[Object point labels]
※ ※ ※

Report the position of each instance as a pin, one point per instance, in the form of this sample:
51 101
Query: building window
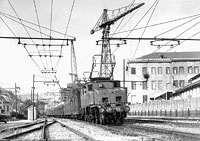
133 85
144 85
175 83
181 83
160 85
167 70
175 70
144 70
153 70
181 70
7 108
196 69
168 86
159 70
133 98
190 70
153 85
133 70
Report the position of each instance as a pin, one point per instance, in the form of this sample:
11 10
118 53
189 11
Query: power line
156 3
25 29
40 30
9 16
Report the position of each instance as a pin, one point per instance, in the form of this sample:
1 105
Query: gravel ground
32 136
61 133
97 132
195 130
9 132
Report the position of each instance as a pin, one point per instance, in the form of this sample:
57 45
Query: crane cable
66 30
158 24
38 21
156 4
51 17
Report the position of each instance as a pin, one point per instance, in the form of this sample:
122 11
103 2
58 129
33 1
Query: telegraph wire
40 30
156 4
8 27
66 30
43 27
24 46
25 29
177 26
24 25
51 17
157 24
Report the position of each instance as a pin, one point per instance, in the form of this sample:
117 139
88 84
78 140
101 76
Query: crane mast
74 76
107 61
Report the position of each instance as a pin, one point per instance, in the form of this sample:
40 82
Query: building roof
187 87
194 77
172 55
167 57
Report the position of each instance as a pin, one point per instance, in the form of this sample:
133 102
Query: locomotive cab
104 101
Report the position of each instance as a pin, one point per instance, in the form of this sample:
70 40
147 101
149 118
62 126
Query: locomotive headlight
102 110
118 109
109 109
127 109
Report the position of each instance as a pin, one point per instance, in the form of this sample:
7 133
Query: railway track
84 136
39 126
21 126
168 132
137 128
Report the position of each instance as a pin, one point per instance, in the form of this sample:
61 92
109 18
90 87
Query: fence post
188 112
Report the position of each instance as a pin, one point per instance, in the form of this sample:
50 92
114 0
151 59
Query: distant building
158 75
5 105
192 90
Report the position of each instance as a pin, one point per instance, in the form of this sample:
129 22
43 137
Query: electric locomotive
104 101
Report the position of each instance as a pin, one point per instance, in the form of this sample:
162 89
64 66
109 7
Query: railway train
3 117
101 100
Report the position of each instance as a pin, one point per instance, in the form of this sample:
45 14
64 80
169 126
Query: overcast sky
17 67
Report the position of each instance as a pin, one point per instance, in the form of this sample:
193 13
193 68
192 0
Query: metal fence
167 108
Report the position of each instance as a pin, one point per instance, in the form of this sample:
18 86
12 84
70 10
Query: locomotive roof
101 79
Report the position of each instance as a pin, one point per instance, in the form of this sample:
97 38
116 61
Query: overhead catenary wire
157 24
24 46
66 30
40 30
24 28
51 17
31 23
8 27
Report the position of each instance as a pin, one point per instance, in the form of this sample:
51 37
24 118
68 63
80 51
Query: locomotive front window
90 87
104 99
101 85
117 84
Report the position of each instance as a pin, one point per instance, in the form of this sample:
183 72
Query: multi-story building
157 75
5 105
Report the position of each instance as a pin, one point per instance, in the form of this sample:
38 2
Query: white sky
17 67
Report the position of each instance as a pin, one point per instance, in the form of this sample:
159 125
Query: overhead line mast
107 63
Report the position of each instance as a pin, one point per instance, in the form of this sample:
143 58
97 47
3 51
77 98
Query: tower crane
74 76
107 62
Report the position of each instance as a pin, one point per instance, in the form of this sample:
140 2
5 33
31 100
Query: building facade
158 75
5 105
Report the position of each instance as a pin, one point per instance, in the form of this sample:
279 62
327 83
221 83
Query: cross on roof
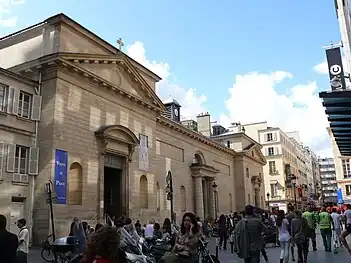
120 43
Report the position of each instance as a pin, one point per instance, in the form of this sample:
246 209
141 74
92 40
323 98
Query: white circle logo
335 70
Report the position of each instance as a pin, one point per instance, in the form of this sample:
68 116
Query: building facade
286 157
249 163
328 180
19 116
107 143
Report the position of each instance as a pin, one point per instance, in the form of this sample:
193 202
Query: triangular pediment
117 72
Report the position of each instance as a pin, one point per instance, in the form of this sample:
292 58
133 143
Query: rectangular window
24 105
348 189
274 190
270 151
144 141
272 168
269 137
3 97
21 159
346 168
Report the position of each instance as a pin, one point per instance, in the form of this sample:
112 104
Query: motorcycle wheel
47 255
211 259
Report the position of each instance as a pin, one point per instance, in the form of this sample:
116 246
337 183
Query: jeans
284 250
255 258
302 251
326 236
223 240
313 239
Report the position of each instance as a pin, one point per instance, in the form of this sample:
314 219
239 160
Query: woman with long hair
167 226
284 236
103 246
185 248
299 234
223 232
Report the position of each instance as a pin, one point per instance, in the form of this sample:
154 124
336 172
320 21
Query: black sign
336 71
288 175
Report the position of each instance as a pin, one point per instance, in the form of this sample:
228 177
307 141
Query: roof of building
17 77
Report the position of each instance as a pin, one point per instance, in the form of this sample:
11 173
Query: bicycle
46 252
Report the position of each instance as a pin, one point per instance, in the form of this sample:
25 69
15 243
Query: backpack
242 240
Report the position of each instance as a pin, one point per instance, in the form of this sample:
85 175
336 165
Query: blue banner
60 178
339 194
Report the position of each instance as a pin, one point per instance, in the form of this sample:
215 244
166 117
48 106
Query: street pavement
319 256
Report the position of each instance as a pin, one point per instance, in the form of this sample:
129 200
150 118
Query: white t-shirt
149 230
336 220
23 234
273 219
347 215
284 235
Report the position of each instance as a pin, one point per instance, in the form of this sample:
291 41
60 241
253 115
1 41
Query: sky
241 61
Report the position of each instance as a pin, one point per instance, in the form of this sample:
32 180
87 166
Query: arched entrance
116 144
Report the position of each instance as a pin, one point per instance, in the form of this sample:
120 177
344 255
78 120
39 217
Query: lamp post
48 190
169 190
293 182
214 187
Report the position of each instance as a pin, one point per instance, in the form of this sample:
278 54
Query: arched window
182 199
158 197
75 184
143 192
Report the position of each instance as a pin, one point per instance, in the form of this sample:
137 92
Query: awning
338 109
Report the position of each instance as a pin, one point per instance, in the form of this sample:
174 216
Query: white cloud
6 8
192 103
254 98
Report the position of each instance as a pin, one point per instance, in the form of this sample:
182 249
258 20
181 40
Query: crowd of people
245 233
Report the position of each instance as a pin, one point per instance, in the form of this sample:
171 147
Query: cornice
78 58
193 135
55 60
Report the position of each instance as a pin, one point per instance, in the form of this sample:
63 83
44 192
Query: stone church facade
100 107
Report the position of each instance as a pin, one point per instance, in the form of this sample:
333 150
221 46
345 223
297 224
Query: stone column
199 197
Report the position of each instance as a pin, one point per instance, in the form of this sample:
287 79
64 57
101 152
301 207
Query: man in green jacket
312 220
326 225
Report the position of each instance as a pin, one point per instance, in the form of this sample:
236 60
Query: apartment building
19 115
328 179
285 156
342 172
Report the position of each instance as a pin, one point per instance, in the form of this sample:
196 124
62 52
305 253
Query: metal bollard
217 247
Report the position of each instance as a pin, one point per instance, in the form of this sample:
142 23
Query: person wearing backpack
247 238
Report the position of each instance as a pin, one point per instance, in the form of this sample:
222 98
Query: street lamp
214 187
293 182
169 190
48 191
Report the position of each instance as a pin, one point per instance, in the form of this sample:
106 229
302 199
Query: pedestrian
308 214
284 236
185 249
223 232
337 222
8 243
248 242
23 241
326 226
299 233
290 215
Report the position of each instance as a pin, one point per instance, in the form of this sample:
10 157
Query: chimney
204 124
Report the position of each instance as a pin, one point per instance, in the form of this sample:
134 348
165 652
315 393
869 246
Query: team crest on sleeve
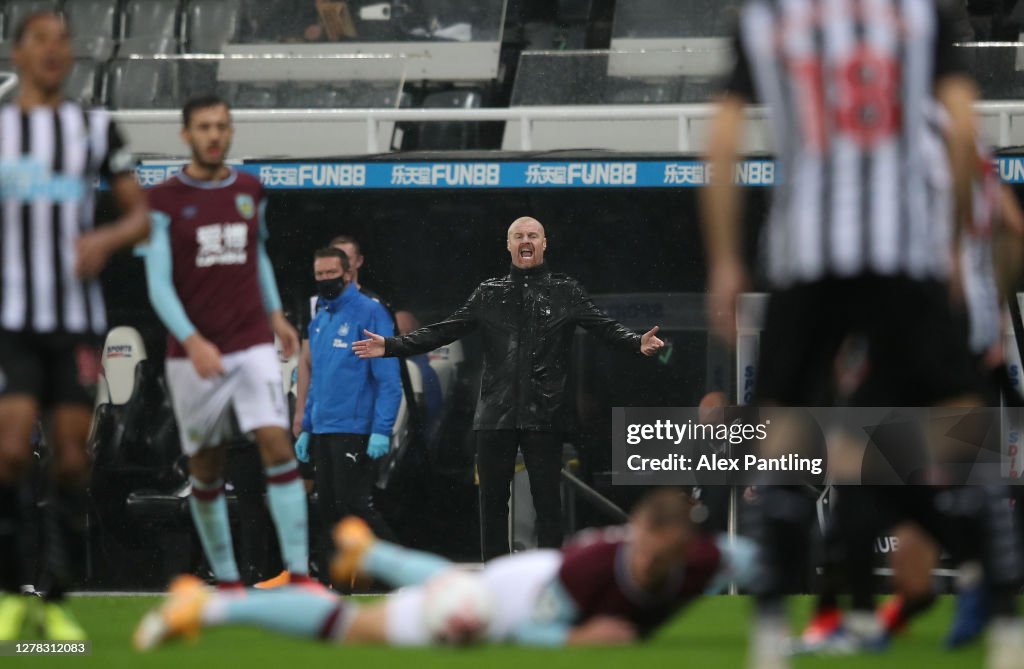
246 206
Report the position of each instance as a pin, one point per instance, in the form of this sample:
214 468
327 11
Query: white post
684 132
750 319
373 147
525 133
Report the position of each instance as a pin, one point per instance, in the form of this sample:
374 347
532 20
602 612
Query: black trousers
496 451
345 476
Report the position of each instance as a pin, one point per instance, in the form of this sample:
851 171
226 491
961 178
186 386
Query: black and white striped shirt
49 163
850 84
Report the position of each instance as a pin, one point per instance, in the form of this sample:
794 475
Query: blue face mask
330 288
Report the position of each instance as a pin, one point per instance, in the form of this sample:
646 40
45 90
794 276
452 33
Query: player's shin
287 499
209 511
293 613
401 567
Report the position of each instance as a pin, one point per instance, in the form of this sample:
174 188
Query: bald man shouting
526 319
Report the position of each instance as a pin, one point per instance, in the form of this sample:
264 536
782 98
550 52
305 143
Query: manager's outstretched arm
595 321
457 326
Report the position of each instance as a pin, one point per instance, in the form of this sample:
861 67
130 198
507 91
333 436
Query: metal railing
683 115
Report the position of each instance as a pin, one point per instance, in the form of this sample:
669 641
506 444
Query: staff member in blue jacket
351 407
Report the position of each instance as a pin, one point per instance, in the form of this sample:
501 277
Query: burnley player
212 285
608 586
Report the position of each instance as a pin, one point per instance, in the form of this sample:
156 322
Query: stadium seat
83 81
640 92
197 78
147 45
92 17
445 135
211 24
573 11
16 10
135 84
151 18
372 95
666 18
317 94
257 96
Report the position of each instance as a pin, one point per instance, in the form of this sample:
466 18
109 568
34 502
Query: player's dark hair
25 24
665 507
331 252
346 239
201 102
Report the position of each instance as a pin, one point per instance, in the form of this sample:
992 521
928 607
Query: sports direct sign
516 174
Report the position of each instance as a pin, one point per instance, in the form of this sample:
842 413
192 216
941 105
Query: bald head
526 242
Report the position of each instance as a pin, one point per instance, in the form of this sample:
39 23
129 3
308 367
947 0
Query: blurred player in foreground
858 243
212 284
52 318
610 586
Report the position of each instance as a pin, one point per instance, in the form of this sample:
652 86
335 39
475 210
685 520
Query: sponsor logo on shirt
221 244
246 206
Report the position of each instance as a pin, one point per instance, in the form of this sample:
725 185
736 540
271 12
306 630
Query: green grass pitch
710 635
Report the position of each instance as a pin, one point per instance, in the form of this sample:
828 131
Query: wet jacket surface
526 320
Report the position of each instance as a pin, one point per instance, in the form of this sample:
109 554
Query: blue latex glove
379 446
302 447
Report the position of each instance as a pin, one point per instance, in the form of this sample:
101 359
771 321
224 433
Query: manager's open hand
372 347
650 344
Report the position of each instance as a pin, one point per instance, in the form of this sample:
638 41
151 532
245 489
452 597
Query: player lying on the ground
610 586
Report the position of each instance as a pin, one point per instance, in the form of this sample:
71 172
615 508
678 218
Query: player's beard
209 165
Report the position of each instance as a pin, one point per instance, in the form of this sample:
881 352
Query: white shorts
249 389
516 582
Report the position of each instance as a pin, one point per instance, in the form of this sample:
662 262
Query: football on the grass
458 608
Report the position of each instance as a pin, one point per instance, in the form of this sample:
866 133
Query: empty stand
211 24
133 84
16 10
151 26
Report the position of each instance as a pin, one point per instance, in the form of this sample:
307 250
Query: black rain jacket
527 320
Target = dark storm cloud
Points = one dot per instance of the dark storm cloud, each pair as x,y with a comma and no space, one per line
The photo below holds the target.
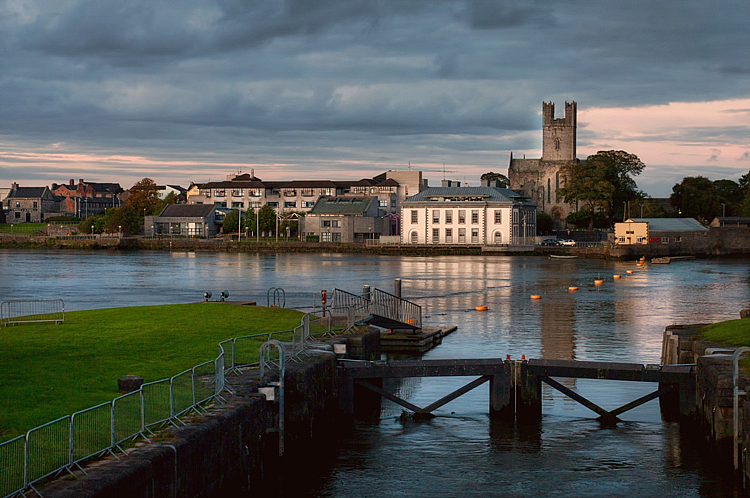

※ ※ ※

▸ What to produce
Set down exactly, from the line that contains "Target = dark storm cloud" through the last line of the data, each line as it stands, and leave the pictures out.

▸ Exercise result
Target = dark storm cloud
Points = one dot per instance of the dark storm cloud, each pair as x,y with a comma and no space, one per line
The photo below holds the target.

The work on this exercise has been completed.